## STATED EXERCISE
From the line containing "Where can the truck tire" through the last line of the entries below, repeat each line word for word and leave out the rest.

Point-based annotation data
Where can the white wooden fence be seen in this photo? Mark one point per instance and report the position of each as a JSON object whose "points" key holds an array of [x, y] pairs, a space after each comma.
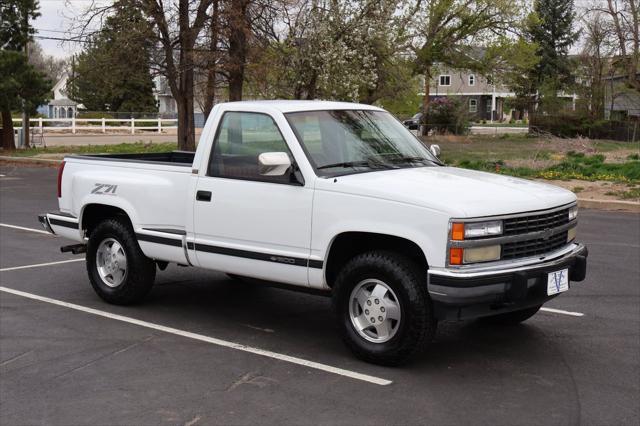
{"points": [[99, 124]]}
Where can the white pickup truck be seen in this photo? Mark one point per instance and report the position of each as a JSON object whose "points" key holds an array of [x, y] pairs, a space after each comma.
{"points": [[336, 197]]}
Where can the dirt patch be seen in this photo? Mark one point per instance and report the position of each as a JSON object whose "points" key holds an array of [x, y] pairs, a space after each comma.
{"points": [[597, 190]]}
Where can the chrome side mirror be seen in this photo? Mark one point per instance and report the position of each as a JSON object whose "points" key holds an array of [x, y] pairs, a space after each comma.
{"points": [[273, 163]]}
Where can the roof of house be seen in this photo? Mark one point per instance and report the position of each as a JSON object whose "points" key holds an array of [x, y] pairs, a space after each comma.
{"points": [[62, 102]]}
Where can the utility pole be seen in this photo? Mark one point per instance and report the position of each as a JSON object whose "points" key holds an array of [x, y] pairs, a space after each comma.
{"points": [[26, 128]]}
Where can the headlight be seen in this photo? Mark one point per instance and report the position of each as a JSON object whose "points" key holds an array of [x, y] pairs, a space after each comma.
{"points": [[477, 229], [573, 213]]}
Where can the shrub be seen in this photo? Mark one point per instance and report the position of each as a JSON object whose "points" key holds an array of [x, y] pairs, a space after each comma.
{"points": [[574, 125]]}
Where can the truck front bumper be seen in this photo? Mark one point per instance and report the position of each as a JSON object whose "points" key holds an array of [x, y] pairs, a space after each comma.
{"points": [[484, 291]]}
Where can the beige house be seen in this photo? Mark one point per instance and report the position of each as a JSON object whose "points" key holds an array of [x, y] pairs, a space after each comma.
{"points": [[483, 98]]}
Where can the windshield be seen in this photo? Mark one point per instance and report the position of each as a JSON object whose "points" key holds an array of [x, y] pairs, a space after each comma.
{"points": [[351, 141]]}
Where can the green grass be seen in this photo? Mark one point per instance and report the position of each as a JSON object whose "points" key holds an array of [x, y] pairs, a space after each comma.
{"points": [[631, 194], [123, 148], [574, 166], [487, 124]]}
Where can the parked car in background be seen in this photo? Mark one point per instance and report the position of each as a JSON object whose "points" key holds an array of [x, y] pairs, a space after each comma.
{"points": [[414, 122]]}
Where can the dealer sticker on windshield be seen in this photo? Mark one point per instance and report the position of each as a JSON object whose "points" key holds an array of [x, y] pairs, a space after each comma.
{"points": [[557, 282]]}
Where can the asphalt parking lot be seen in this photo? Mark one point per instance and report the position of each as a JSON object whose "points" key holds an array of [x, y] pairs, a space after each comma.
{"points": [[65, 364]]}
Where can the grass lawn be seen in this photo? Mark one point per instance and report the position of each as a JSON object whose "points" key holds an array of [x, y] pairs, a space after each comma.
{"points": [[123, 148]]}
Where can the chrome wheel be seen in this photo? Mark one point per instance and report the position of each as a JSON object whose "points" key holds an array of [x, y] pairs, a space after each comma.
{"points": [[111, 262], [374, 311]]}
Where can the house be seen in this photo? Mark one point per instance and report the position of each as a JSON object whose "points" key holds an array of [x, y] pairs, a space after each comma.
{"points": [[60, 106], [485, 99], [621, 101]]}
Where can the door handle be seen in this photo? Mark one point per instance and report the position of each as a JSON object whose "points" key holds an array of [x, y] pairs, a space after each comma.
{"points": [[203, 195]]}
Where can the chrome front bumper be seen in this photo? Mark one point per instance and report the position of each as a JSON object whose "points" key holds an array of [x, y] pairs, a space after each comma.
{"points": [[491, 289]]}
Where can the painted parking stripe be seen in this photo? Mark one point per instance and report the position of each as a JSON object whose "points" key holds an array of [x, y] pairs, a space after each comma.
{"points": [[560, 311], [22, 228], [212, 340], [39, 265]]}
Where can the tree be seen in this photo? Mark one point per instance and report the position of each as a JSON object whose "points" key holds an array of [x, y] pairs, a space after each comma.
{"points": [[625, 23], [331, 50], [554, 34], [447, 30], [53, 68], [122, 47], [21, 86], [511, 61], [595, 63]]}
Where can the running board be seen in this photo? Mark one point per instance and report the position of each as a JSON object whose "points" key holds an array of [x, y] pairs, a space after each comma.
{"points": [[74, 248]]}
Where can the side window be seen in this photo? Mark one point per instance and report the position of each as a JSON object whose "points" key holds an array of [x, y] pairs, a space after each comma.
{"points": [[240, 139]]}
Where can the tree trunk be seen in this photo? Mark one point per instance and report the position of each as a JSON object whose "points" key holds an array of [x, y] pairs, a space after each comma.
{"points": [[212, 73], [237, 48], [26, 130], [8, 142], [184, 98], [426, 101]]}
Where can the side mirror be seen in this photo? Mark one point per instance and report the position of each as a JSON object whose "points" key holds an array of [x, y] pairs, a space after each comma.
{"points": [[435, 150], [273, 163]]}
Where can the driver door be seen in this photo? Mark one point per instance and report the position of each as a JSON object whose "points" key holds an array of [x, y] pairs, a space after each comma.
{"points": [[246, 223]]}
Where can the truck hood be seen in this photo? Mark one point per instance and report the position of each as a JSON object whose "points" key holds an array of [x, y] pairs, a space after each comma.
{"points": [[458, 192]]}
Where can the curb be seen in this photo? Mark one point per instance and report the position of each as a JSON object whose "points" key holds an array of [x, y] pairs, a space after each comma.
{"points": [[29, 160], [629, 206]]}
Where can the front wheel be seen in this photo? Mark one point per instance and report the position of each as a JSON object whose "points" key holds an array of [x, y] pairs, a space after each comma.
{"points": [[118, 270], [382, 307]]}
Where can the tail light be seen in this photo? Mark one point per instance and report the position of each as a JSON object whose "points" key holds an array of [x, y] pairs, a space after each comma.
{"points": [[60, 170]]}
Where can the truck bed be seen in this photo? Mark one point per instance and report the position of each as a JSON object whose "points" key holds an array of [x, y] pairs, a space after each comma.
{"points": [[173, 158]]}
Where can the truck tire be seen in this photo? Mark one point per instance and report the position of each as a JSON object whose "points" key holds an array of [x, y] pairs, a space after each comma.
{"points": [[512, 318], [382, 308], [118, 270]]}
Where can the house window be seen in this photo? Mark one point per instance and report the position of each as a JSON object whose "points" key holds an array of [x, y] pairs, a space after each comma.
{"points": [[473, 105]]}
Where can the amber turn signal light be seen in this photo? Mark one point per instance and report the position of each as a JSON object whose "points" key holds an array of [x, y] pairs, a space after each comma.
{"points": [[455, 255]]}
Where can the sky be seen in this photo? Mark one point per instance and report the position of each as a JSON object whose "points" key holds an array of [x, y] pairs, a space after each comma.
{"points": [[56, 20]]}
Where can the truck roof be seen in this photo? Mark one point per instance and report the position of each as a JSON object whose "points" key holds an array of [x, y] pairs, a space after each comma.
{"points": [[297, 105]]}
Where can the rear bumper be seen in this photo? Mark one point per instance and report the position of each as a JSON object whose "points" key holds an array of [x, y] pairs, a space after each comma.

## WRITTEN ANSWER
Where can the truck tire be seen in this photo? Mark one point per instance and report the position of each as a JSON object whose "points" key holds an array of [x, y] pairs, a space after each comma.
{"points": [[512, 318], [382, 308], [118, 270]]}
Where can the house window be seen in this photo? Mark one point per instance and report the position of each as a JSON object whose "points" key holds an array of [x, y] pairs, a space after each comma.
{"points": [[473, 105]]}
Where can the amber turn signal light be seen in this photo? Mark one point per instance and report the position of each as a JSON object whose "points" key holds an array of [x, y] pairs, a space after each comma.
{"points": [[455, 255]]}
Where can the sky be seen in this photo? Mark one point per instance and report the position of each as a JSON object whose "points" key holds an array of [x, y] pairs, a space after each comma.
{"points": [[56, 20]]}
Where can the truck roof be seen in this photo? Mark one point per instance and report the position of each as a JSON object whose "points" key holds an array of [x, y] pairs, a space after each comma.
{"points": [[297, 105]]}
Where can the rear bumper be seen in this photo? Mark one point per instance and report the position of each as a JSON object whose "points" key holds an array of [x, y] pairs, a space after each comma.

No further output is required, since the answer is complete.